____ Selected text

    Those are all fabulous and I’ve heard most. My favorite is gotta see a man about a horse. Love that. I’ve also heard:
    Gotta water the flowers.
    Drain the main vein
    Drain the hose
    Stellar post Julie and THRILLED to hear you are enjoying your crossbody. Squeee!!!

    1. Thanks, Natalie! I love the horse one too.

      P.S. The crossbody also holds my MP3 player so I can walk around with that too. I’m squeeeing about that!

  3. Oh, this is too funny, Julie, and thanks for the laugh of my morning. I always say, “I have to use the restroom”. I’m not exactly “resting” while I’m in that “room”, and don’t have a clue where they got THAT one, but it’s the one I use. I can’t help thinking “twinkle, twinkle, little star” when people say “tinkle”. Those images are irritating. I have found that guys use crass words for when they have to use the bathroom and I don’t talk that way. I’m not a priss, but I would never say, “I have to take a leak” in front of anyone! I think everyone can use the words “restroom or bathroom or loo” and not offend anyone else. That’s just my opinion.

________
____ Information shown

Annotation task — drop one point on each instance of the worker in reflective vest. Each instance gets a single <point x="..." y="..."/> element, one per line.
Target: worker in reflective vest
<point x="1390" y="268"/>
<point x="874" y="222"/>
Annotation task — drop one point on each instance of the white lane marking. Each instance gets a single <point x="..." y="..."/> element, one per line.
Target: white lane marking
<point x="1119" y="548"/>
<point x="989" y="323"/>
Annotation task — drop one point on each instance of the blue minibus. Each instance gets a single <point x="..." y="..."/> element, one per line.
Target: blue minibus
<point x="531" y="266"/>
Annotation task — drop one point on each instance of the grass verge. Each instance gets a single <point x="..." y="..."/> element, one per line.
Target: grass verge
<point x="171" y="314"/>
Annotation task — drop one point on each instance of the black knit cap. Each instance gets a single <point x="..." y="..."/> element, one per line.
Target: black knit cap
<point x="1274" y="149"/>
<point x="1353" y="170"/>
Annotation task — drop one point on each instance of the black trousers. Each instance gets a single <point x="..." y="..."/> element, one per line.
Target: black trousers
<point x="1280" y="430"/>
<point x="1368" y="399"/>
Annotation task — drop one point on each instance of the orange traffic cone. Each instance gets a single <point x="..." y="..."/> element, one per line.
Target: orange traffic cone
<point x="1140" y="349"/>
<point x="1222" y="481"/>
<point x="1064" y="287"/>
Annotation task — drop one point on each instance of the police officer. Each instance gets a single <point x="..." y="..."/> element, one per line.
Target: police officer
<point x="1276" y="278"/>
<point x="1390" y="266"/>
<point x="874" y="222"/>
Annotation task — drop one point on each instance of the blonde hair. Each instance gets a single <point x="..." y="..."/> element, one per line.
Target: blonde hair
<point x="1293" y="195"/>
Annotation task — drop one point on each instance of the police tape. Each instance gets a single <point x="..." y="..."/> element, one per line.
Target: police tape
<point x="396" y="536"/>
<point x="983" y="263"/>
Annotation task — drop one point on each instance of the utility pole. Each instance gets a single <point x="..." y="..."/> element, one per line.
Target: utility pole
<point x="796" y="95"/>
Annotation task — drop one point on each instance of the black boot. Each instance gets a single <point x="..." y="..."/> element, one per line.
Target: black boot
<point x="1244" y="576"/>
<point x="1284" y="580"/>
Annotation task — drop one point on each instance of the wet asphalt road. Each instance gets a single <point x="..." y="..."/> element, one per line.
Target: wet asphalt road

________

## Parts of the exercise
• a. Return the part of the bathroom-phrases comments from "Drain the main" up to and including "squeeeing about that!", word for word.
• b. In the bathroom-phrases comments, is each statement true? Answer yes or no for each, and quote the words that decide it. (i) The first commenter's favorite phrase is "gotta see a man about a horse." (ii) The crossbody also holds an MP3 player. (iii) The third commenter likes to say "I have to take a leak" around other people.
• c. In the bathroom-phrases comments, what does the third commenter always say when they need to go?
These entries come from a different source than the bathroom-phrases comments.

## Completed exercise
• a.
Drain the main vein
    Drain the hose
    Stellar post Julie and THRILLED to hear you are enjoying your crossbody. Squeee!!!

    1. Thanks, Natalie! I love the horse one too.

      P.S. The crossbody also holds my MP3 player so I can walk around with that too. I’m squeeeing about that!

• b.
(i) Yes: "My favorite is gotta see a man about a horse."
(ii) Yes: "The crossbody also holds my MP3 player"
(iii) No: "I would never say, “I have to take a leak” in front of anyone!"

• c. “I have to use the restroom”.